§ **Work request**
The response has to reproduce all entries exactly while excluding their pictures.

=== Section Start ===

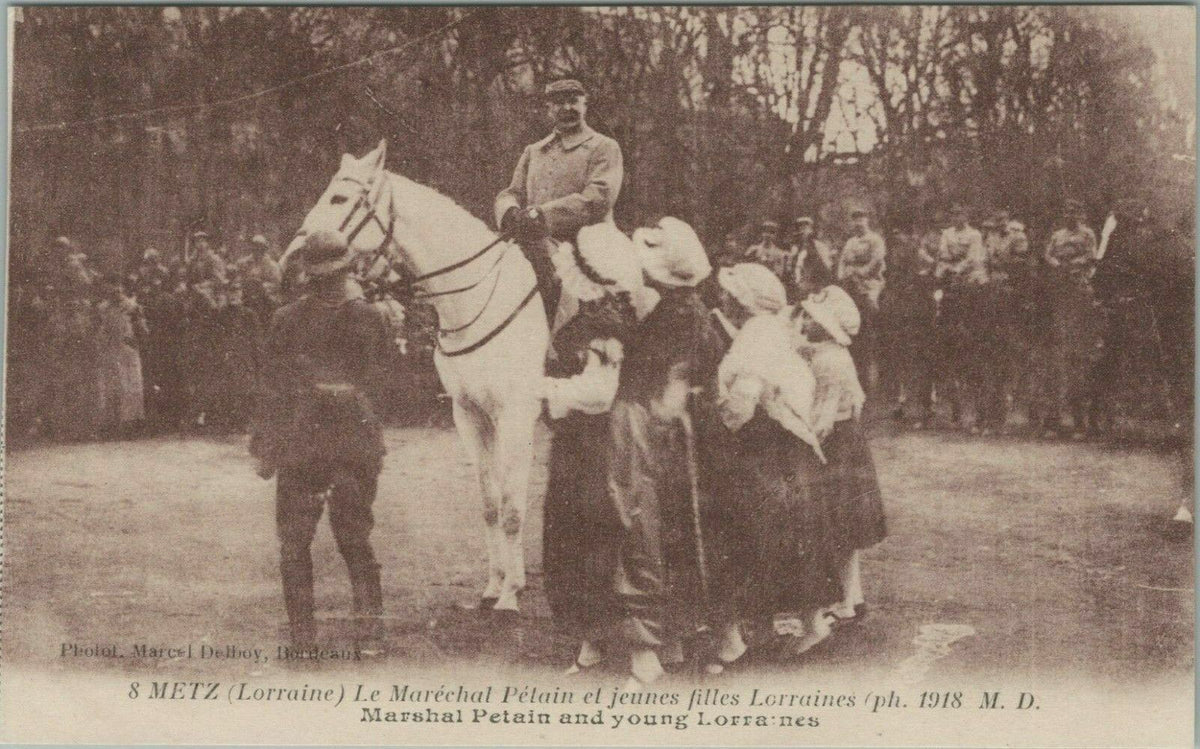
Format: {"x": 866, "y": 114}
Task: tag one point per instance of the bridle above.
{"x": 363, "y": 202}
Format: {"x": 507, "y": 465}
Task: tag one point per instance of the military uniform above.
{"x": 318, "y": 430}
{"x": 571, "y": 178}
{"x": 1073, "y": 324}
{"x": 778, "y": 259}
{"x": 861, "y": 268}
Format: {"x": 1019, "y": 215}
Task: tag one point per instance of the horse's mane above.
{"x": 441, "y": 211}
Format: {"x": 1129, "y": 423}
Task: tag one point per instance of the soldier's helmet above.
{"x": 325, "y": 253}
{"x": 564, "y": 87}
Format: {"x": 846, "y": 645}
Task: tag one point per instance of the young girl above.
{"x": 847, "y": 486}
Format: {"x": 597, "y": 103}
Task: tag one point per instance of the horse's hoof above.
{"x": 484, "y": 605}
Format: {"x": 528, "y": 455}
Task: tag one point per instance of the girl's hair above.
{"x": 816, "y": 331}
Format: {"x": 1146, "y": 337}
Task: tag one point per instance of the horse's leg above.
{"x": 478, "y": 436}
{"x": 514, "y": 460}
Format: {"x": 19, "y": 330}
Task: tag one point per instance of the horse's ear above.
{"x": 381, "y": 155}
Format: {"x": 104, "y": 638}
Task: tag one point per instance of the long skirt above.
{"x": 850, "y": 490}
{"x": 658, "y": 573}
{"x": 581, "y": 529}
{"x": 786, "y": 546}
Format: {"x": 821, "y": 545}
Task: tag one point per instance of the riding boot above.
{"x": 298, "y": 599}
{"x": 538, "y": 253}
{"x": 367, "y": 604}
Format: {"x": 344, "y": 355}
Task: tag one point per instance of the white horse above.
{"x": 492, "y": 333}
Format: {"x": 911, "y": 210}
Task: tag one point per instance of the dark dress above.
{"x": 850, "y": 490}
{"x": 581, "y": 528}
{"x": 660, "y": 582}
{"x": 787, "y": 534}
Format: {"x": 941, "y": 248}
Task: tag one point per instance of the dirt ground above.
{"x": 1050, "y": 553}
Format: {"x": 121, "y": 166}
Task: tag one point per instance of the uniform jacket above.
{"x": 961, "y": 256}
{"x": 574, "y": 178}
{"x": 1072, "y": 247}
{"x": 323, "y": 371}
{"x": 778, "y": 259}
{"x": 861, "y": 265}
{"x": 1008, "y": 252}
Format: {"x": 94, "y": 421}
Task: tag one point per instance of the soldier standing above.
{"x": 318, "y": 432}
{"x": 961, "y": 270}
{"x": 563, "y": 183}
{"x": 261, "y": 279}
{"x": 861, "y": 268}
{"x": 1073, "y": 322}
{"x": 803, "y": 245}
{"x": 768, "y": 252}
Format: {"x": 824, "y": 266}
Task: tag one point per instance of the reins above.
{"x": 382, "y": 251}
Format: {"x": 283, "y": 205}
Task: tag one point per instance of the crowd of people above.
{"x": 984, "y": 318}
{"x": 173, "y": 343}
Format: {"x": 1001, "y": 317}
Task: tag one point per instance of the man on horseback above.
{"x": 565, "y": 181}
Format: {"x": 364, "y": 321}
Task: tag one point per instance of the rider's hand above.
{"x": 535, "y": 226}
{"x": 263, "y": 468}
{"x": 511, "y": 221}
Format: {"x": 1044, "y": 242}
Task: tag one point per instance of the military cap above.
{"x": 1073, "y": 208}
{"x": 565, "y": 85}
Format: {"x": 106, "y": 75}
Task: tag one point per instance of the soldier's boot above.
{"x": 367, "y": 606}
{"x": 298, "y": 599}
{"x": 538, "y": 253}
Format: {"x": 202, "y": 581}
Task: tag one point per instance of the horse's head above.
{"x": 351, "y": 204}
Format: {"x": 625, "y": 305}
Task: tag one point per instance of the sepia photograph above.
{"x": 789, "y": 375}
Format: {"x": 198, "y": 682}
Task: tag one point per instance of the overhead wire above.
{"x": 244, "y": 97}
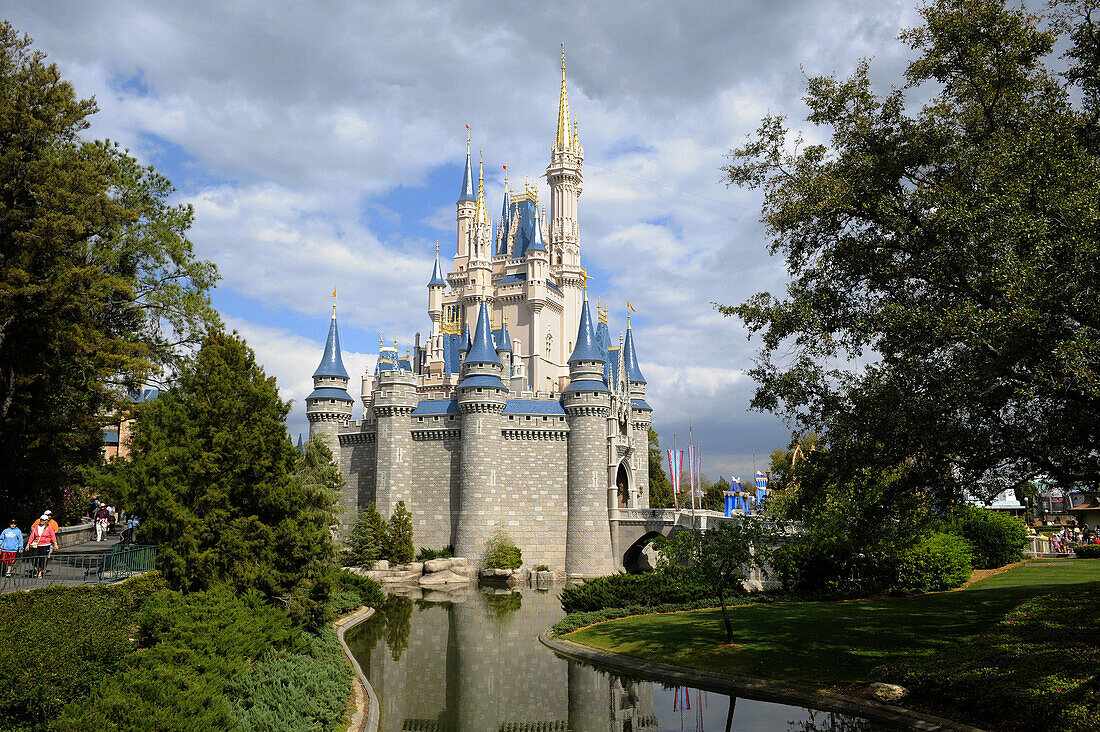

=== Section End ===

§ **The completed task**
Format: {"x": 866, "y": 114}
Task: tag one point per instance of the bridle above.
{"x": 363, "y": 202}
Format: {"x": 507, "y": 465}
Task: tag one point per instance of the military uniform above.
{"x": 318, "y": 430}
{"x": 571, "y": 178}
{"x": 1073, "y": 324}
{"x": 778, "y": 259}
{"x": 861, "y": 268}
Format: {"x": 1019, "y": 215}
Task: tag one point per instance of the horse's mane above.
{"x": 441, "y": 211}
Format: {"x": 1129, "y": 423}
Task: tag one point per instance of the soldier's helmet above.
{"x": 325, "y": 253}
{"x": 564, "y": 87}
Format: {"x": 846, "y": 645}
Task: tag one point per instance of the young girl above.
{"x": 847, "y": 486}
Format: {"x": 597, "y": 103}
Task: tag one point per instance of the horse's hoof above.
{"x": 484, "y": 605}
Format: {"x": 528, "y": 455}
Task: tag one point per instance of the girl's hair above.
{"x": 816, "y": 331}
Format: {"x": 1146, "y": 337}
Task: tag one point per instance of the horse's leg above.
{"x": 478, "y": 436}
{"x": 514, "y": 460}
Format: {"x": 19, "y": 330}
Task: tag one point per instance of the horse's ear above.
{"x": 381, "y": 155}
Format: {"x": 104, "y": 638}
Task: tag one point per instance of the long skirt above.
{"x": 850, "y": 490}
{"x": 658, "y": 573}
{"x": 581, "y": 529}
{"x": 786, "y": 546}
Format: {"x": 821, "y": 545}
Task: tag one point per instance of the riding boot above.
{"x": 298, "y": 599}
{"x": 538, "y": 253}
{"x": 367, "y": 604}
Format: {"x": 344, "y": 355}
Task: tag one point per instance of the white horse above.
{"x": 492, "y": 333}
Format: {"x": 911, "y": 210}
Task: tag one point per instance of the dark dress above.
{"x": 850, "y": 490}
{"x": 581, "y": 528}
{"x": 660, "y": 582}
{"x": 787, "y": 534}
Format: {"x": 941, "y": 248}
Task: tag one point per instance of the dirt ground above.
{"x": 1050, "y": 553}
Format: {"x": 121, "y": 166}
Task: tag one point per instance of the uniform jacket above.
{"x": 961, "y": 256}
{"x": 574, "y": 178}
{"x": 1072, "y": 247}
{"x": 323, "y": 371}
{"x": 778, "y": 259}
{"x": 861, "y": 265}
{"x": 1008, "y": 252}
Format: {"x": 94, "y": 421}
Task: tag one point per instance of the soldier standing above.
{"x": 318, "y": 432}
{"x": 961, "y": 270}
{"x": 563, "y": 183}
{"x": 261, "y": 279}
{"x": 861, "y": 268}
{"x": 1073, "y": 322}
{"x": 803, "y": 245}
{"x": 768, "y": 252}
Format: {"x": 824, "y": 266}
Task: tag one point per instance of the reins above.
{"x": 382, "y": 251}
Format: {"x": 283, "y": 205}
Task: tag one point per instance of the crowd of people above.
{"x": 984, "y": 318}
{"x": 173, "y": 343}
Format: {"x": 1001, "y": 317}
Task: tag one point per instance of the man on horseback above.
{"x": 565, "y": 181}
Format: {"x": 364, "y": 321}
Task: tag one point per instance of the rider's hand above.
{"x": 535, "y": 226}
{"x": 263, "y": 468}
{"x": 511, "y": 221}
Format: {"x": 1044, "y": 242}
Task: tag one point per instance of the military cap above.
{"x": 1073, "y": 208}
{"x": 565, "y": 85}
Format: {"x": 106, "y": 75}
Task: tag one point per instance of the soldier's boot above.
{"x": 367, "y": 606}
{"x": 298, "y": 599}
{"x": 538, "y": 253}
Format: {"x": 202, "y": 581}
Task: tag one point per instance of the horse's head above.
{"x": 351, "y": 204}
Format: {"x": 625, "y": 305}
Task: tag one point per instance of the sepia photograph above.
{"x": 789, "y": 375}
Format: {"x": 198, "y": 682}
Task: tag one point per instance of the overhead wire above.
{"x": 244, "y": 97}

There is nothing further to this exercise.